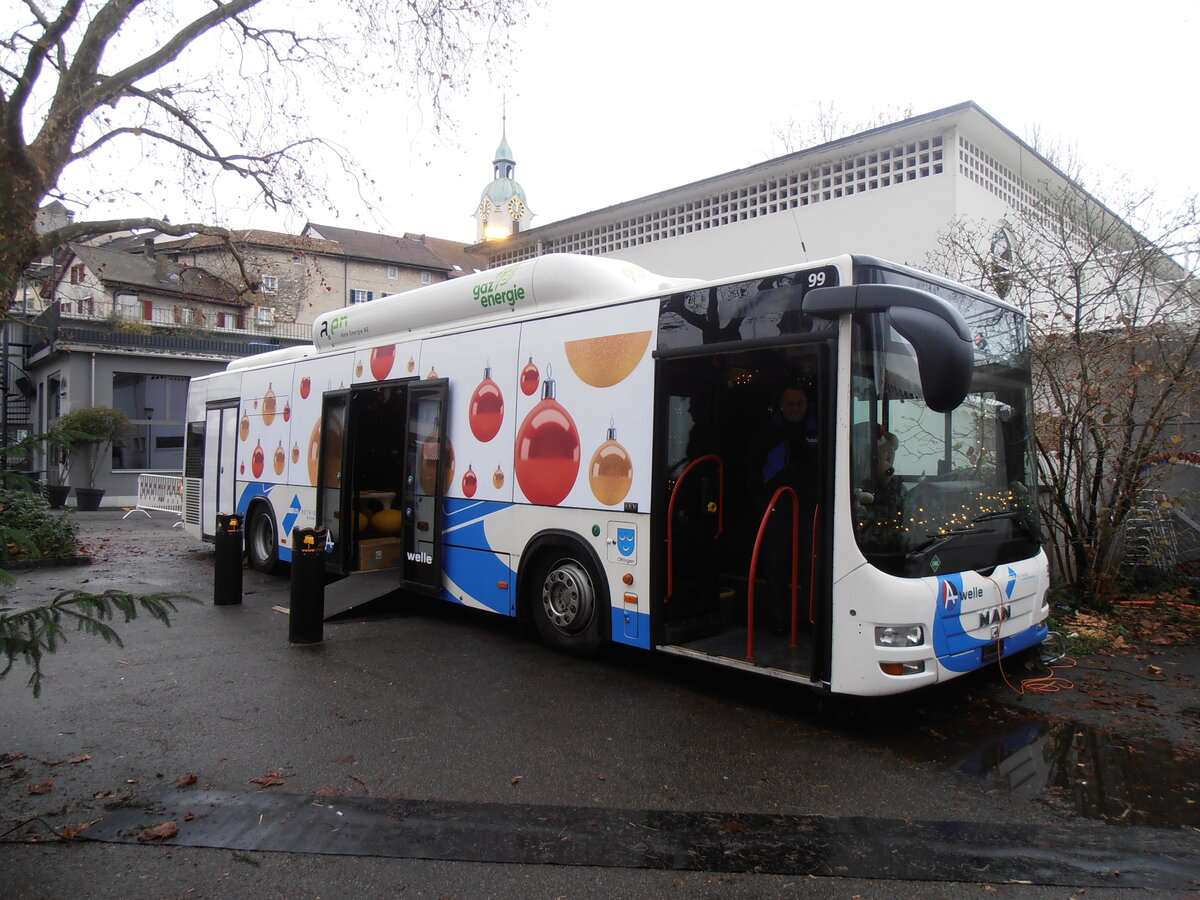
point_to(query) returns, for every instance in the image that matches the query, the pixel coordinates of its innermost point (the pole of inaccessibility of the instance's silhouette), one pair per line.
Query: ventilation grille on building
(781, 192)
(192, 501)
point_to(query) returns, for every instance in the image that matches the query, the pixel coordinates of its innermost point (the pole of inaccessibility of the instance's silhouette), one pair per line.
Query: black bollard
(307, 617)
(227, 577)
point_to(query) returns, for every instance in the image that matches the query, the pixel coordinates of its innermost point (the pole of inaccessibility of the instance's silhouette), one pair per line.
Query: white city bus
(586, 445)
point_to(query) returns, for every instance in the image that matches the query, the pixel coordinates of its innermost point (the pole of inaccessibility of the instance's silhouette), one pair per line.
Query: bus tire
(567, 603)
(263, 539)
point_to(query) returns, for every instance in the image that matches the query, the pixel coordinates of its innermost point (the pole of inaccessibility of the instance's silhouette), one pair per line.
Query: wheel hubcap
(568, 598)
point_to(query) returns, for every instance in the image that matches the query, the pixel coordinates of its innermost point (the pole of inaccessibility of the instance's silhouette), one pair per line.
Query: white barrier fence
(163, 493)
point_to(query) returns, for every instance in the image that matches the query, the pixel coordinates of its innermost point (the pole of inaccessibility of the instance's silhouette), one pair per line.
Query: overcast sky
(612, 101)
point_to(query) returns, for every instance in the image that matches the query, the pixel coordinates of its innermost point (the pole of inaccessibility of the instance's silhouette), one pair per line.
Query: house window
(157, 407)
(127, 306)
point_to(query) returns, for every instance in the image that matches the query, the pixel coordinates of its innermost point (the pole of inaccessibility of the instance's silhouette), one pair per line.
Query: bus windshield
(941, 492)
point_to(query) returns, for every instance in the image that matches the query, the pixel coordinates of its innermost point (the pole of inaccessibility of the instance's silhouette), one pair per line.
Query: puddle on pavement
(1093, 772)
(1097, 773)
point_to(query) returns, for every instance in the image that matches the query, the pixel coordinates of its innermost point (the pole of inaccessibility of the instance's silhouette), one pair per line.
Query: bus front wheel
(262, 540)
(567, 604)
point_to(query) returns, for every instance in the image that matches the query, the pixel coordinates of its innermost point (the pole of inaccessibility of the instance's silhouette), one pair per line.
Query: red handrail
(754, 563)
(675, 495)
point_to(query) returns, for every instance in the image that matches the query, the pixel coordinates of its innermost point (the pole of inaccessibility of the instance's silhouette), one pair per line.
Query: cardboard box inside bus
(379, 552)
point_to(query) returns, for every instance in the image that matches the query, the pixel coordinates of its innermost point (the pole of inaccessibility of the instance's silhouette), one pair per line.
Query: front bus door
(429, 467)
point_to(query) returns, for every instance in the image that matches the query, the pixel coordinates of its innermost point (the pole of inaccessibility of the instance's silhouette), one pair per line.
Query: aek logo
(493, 293)
(330, 325)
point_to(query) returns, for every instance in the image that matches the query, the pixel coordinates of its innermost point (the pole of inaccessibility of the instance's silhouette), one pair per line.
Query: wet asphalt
(413, 702)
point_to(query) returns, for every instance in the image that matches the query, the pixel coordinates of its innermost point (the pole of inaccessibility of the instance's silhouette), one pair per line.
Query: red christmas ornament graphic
(269, 405)
(382, 359)
(547, 453)
(529, 378)
(258, 460)
(486, 408)
(611, 472)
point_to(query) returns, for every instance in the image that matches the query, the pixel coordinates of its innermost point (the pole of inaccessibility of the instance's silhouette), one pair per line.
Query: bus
(603, 453)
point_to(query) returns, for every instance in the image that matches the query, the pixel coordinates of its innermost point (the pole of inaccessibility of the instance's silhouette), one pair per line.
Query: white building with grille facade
(886, 192)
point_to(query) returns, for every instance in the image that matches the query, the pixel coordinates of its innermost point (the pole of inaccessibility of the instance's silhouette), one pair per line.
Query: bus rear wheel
(262, 540)
(567, 604)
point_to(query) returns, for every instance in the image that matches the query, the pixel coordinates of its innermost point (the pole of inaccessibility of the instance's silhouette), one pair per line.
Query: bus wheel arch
(563, 594)
(262, 538)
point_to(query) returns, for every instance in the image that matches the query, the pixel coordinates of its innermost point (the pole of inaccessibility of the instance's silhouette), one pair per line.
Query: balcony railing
(162, 333)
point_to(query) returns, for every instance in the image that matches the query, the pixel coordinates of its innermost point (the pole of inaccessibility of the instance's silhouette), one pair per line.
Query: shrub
(30, 528)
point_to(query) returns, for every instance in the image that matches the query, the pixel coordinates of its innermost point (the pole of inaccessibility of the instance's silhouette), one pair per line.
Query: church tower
(502, 210)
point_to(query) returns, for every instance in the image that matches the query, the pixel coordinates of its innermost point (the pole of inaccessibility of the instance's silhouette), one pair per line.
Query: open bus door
(220, 453)
(429, 466)
(384, 465)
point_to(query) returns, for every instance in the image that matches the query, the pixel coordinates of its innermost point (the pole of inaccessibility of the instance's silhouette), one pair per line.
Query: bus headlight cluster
(899, 635)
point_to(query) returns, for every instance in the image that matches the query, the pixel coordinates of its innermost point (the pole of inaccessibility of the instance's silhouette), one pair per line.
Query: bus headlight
(899, 635)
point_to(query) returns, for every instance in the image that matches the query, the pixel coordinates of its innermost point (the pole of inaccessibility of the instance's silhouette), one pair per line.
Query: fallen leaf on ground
(160, 833)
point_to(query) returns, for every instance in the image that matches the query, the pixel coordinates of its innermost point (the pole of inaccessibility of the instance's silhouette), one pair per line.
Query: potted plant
(90, 432)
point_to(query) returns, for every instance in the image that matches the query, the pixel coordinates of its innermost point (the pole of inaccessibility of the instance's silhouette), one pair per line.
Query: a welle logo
(496, 293)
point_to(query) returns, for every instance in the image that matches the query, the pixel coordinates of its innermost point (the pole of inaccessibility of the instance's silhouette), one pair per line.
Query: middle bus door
(429, 467)
(333, 509)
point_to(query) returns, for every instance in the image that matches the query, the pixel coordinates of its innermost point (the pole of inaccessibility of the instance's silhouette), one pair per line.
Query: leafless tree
(1114, 309)
(208, 89)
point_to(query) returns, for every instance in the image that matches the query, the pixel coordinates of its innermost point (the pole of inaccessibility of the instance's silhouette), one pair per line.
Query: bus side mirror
(934, 328)
(943, 359)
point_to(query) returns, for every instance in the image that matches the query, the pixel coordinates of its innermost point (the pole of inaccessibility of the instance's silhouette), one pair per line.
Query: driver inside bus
(789, 459)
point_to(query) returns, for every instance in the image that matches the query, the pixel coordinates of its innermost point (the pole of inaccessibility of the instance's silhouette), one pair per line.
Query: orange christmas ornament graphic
(529, 378)
(604, 361)
(611, 471)
(269, 403)
(382, 359)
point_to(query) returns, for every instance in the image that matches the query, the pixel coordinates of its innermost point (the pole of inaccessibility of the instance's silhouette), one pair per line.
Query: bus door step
(358, 588)
(690, 628)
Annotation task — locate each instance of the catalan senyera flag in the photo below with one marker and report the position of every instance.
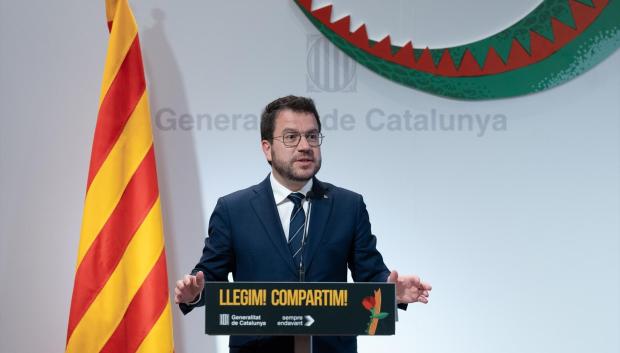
(120, 297)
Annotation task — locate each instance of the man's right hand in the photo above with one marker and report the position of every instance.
(188, 288)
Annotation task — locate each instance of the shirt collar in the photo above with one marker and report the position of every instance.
(281, 192)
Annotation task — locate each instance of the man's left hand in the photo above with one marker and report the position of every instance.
(409, 289)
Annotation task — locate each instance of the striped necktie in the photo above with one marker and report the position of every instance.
(296, 227)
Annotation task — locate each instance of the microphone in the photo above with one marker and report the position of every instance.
(302, 271)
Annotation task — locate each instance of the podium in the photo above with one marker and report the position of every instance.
(299, 309)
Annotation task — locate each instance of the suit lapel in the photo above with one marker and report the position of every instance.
(319, 217)
(265, 207)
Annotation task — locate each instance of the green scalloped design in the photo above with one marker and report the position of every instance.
(557, 41)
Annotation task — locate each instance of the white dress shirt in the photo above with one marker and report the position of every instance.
(284, 205)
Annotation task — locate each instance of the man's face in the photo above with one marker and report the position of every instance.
(293, 166)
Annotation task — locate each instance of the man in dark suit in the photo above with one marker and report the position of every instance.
(292, 227)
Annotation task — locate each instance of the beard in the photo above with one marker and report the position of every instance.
(288, 170)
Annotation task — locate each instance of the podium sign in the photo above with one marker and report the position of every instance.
(299, 308)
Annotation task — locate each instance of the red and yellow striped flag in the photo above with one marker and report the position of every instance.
(120, 297)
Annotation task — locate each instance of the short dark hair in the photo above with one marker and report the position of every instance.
(294, 103)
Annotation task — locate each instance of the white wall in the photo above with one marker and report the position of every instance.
(517, 228)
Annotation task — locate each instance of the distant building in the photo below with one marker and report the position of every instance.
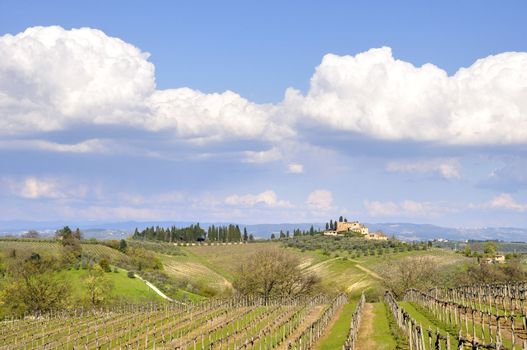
(354, 226)
(496, 259)
(376, 235)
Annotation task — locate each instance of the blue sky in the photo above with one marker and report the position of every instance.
(264, 112)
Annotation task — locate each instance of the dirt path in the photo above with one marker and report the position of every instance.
(368, 271)
(334, 320)
(154, 288)
(365, 340)
(315, 312)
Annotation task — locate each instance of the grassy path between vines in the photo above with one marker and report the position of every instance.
(337, 333)
(374, 331)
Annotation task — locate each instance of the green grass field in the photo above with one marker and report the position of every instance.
(210, 270)
(130, 290)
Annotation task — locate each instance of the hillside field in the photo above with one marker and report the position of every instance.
(205, 276)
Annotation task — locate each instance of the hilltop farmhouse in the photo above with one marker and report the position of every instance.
(342, 227)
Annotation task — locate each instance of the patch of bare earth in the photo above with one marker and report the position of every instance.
(311, 317)
(326, 335)
(365, 339)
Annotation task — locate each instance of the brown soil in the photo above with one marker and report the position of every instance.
(364, 340)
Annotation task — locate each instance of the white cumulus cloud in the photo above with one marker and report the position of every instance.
(52, 78)
(506, 201)
(373, 93)
(267, 198)
(447, 168)
(295, 168)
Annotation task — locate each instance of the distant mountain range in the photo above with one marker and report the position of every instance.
(403, 231)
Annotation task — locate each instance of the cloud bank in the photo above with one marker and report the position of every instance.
(52, 79)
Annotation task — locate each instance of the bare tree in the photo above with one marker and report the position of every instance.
(274, 272)
(419, 272)
(32, 285)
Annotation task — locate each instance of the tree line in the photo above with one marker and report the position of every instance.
(296, 233)
(194, 233)
(332, 225)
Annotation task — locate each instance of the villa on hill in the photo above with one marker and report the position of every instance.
(343, 227)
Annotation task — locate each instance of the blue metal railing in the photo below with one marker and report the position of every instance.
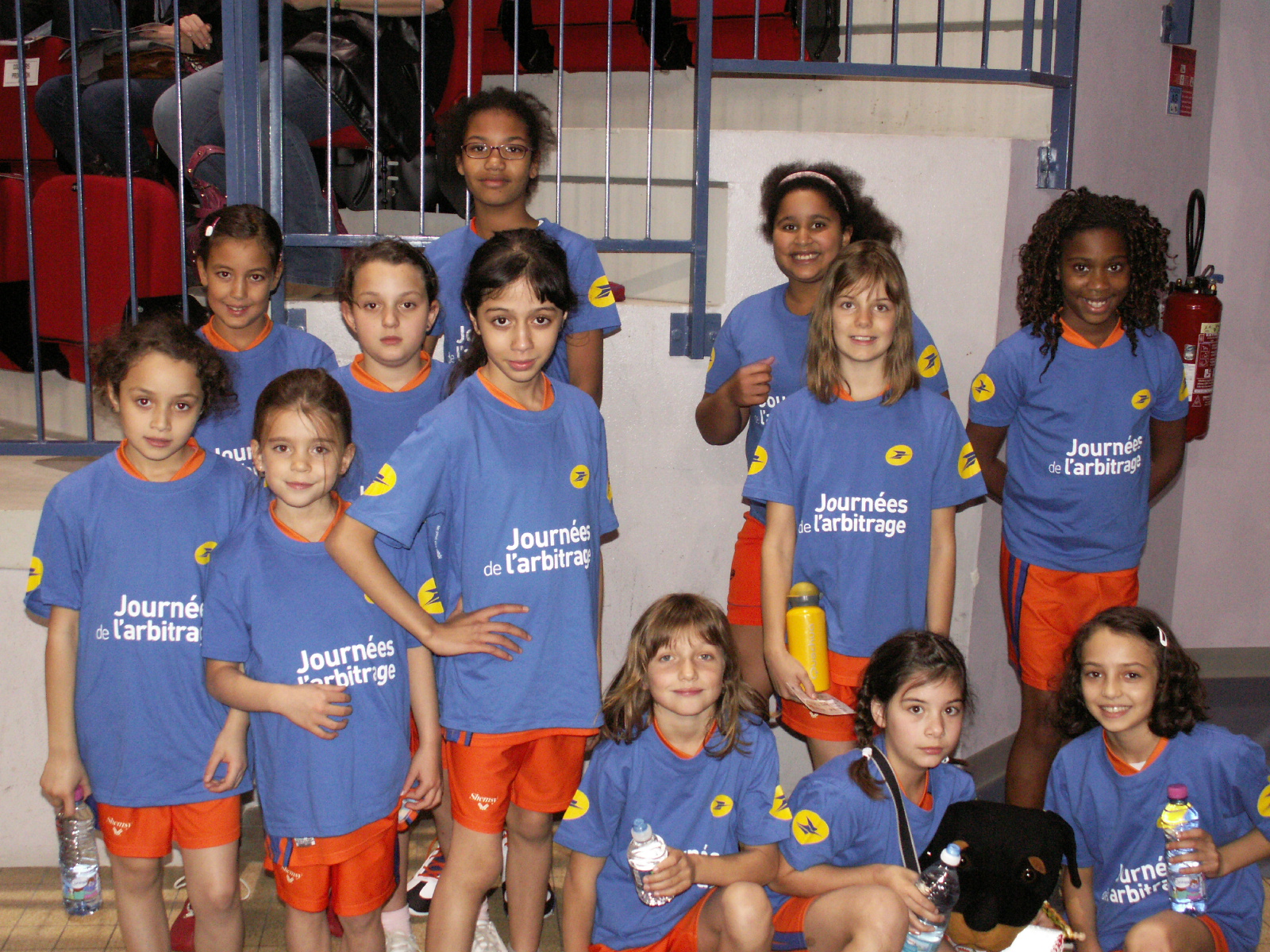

§ **Problem details**:
Starting with the line that contains "Annotation task — locate each instance of the bare" and going on through the end of the data, output those lines as a JSON list of strings with one string per line, omitting blank lines and leaving out the pictures.

§ **Complete output**:
[
  "Annotation task — locate each instance of the bare tree in the photo above with one marker and report the position of every instance.",
  "(274, 272)",
  "(419, 272)",
  "(32, 285)",
  "Annotation task — locate each instance of the tree line in the photo above with one marker and report the position of every instance.",
  "(296, 233)",
  "(194, 233)",
  "(332, 225)",
  "Annotation task — locate each instance of the villa on hill in the photo above with one marker and report the position of every instance.",
  "(343, 227)",
  "Annotation task — locate each instance of the blue metal railing in the photo below with one marker and report the position of every instance."
]